**EXERCISE DESCRIPTION:** Rewrite the material from the start through the line with "x=353, y=139" as a two-column CSV with the headers instruction and points. Each row holds one block of wording and the answer that follows it, each in a single quoted field, with line breaks turned into spaces.

**GIVEN INFORMATION:**
- - -

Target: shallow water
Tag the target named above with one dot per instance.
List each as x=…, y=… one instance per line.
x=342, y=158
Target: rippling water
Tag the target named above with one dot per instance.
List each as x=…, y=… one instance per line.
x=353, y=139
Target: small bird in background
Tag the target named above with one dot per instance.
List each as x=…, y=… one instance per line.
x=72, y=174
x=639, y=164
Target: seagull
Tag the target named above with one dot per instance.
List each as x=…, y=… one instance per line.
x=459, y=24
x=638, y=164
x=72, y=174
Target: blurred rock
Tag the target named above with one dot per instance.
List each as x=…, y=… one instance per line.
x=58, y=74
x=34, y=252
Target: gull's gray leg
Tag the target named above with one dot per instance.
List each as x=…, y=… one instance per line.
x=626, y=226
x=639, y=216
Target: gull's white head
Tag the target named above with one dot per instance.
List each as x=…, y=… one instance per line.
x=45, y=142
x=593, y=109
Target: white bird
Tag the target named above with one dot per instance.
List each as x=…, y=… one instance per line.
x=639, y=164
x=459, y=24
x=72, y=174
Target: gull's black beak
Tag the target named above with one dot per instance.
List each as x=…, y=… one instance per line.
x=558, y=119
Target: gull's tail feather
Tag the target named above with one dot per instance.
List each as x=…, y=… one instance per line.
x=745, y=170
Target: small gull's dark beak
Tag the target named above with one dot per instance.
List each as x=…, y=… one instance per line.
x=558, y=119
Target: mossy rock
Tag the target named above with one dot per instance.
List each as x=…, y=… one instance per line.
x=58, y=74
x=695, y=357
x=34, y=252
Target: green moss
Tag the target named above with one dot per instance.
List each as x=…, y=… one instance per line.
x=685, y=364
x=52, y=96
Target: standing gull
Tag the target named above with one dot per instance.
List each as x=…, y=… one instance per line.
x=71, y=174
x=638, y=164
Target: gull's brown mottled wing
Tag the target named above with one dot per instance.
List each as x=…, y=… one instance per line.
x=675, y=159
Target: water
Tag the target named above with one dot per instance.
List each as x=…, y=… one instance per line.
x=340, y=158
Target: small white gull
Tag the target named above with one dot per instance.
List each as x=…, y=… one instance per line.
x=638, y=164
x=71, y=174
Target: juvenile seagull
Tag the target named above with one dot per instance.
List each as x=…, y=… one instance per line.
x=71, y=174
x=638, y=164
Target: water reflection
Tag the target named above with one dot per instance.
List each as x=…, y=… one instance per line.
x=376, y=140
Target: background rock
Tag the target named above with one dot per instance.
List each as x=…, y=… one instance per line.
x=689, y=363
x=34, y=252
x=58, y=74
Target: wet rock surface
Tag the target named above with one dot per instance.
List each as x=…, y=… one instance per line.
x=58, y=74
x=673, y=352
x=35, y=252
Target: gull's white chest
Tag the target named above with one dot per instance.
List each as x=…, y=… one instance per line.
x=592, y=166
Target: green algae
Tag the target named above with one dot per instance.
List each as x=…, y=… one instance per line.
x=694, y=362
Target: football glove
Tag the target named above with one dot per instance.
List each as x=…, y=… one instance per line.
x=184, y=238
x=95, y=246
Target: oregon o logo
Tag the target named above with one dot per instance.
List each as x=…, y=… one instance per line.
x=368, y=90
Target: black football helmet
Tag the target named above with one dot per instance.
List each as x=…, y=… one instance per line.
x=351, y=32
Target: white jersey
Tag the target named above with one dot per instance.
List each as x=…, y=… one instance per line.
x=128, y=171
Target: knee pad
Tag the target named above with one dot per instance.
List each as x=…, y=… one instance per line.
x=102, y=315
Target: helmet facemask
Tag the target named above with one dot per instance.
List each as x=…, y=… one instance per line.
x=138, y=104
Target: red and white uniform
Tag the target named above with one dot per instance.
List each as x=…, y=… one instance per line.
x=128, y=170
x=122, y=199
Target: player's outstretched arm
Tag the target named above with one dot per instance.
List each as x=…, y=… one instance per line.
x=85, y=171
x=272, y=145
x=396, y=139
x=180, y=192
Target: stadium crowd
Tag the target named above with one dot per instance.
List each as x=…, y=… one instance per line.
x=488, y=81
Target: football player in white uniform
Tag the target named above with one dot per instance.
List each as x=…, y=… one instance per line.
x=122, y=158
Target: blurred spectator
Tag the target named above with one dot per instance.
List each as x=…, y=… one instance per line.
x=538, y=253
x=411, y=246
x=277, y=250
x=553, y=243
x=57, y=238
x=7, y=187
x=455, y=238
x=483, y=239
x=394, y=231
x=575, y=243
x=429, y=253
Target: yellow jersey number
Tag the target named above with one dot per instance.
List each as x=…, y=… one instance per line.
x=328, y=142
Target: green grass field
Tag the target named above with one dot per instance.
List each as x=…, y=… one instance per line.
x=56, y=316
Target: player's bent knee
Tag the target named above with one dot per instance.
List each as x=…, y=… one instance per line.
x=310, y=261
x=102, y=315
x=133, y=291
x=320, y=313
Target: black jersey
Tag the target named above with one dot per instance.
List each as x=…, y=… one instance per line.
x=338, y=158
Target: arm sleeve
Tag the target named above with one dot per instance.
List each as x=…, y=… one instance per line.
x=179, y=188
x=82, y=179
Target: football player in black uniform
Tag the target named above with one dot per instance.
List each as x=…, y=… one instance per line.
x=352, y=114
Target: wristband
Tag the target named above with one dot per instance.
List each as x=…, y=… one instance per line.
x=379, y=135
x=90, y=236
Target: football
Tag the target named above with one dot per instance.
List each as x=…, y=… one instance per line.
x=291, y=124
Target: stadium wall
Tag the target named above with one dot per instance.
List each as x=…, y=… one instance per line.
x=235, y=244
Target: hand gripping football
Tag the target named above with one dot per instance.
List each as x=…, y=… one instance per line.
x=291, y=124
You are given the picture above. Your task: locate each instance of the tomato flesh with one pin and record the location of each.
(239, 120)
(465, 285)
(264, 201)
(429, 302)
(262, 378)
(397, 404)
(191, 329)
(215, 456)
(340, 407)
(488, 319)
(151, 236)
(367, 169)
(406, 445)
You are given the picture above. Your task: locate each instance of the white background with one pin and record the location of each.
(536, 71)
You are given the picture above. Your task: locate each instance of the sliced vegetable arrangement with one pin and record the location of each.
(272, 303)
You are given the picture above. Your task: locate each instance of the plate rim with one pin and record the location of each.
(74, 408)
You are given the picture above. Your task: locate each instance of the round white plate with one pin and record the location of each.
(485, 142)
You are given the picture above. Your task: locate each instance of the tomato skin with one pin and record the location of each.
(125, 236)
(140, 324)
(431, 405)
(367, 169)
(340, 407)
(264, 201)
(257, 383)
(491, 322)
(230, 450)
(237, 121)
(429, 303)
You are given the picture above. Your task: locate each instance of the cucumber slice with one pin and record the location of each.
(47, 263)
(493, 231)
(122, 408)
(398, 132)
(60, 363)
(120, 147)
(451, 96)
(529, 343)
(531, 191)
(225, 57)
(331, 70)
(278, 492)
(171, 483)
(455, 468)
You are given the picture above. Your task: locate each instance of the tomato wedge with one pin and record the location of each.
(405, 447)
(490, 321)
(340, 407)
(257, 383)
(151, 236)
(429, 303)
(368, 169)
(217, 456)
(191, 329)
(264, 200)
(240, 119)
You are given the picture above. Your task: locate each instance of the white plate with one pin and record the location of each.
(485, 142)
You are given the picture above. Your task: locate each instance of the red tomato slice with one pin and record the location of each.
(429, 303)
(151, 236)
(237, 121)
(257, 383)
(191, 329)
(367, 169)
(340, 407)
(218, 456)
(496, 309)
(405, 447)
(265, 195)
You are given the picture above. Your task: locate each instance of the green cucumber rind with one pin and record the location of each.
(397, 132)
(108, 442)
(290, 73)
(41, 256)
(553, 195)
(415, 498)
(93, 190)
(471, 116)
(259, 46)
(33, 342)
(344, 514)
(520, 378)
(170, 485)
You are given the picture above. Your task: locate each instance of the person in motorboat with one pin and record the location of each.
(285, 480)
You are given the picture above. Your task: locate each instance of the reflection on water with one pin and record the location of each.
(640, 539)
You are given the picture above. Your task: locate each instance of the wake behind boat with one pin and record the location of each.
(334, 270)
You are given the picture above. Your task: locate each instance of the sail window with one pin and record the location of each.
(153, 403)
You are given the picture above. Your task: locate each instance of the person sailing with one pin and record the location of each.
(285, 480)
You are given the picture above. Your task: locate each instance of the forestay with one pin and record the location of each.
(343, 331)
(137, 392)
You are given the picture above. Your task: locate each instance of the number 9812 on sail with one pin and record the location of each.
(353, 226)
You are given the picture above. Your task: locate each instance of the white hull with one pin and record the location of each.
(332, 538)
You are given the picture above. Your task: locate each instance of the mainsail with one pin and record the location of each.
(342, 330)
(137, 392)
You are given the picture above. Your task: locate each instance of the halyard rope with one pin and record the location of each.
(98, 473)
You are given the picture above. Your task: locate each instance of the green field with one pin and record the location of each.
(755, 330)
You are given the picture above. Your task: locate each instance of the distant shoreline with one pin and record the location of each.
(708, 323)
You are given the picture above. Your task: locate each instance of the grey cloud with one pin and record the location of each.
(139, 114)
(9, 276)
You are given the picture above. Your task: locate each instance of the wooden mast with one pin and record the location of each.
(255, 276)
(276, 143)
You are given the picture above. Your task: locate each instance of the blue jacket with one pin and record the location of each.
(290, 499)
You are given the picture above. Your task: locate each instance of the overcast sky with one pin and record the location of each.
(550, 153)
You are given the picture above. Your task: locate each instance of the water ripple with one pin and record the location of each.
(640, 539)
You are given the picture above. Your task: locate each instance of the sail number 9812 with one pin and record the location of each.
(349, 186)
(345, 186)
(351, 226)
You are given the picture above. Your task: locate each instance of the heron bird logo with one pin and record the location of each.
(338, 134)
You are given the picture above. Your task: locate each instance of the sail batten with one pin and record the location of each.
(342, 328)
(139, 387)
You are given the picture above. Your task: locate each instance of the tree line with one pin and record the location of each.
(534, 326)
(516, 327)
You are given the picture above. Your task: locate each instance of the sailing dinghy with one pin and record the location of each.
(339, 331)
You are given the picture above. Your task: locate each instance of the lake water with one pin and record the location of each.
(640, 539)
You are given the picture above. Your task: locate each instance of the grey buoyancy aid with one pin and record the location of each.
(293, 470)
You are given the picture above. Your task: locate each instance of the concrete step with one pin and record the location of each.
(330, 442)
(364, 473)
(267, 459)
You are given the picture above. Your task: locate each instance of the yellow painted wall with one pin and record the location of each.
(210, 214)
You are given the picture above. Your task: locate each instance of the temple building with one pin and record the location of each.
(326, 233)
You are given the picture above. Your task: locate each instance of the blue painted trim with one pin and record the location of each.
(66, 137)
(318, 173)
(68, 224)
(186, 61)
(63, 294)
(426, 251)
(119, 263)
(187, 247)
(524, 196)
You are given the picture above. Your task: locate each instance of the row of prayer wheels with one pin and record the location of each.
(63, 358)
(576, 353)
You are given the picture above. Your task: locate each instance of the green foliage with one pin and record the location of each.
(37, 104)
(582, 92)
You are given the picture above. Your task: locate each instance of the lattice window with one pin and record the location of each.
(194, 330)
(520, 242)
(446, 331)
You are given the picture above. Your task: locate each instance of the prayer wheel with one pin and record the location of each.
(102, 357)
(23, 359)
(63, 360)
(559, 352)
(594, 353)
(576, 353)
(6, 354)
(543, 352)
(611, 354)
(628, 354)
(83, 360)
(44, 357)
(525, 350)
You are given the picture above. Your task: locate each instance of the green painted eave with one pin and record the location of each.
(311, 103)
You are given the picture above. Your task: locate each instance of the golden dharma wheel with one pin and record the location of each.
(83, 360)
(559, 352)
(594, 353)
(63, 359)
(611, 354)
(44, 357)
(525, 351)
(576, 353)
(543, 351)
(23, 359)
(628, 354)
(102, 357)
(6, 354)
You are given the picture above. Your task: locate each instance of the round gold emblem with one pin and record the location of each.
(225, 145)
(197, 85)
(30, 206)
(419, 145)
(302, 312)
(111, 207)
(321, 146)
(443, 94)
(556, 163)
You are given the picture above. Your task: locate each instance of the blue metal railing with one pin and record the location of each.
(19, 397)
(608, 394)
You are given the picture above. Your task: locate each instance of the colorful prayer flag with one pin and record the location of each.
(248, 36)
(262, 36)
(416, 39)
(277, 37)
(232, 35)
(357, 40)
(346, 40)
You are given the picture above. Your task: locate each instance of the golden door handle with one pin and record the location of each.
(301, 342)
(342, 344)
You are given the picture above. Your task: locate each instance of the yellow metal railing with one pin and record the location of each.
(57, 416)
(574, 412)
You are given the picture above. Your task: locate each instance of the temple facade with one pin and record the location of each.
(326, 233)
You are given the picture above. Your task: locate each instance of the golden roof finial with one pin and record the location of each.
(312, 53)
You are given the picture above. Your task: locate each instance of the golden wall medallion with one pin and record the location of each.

- - -

**TASK OUTPUT:**
instruction,points
"Target: shallow water Tag the target named above with one dot per instance. List each as x=…, y=… one instance per line.","x=342, y=158"
"Target: rippling water Tag the target named above with one dot per instance. List each as x=…, y=… one instance per line.","x=353, y=139"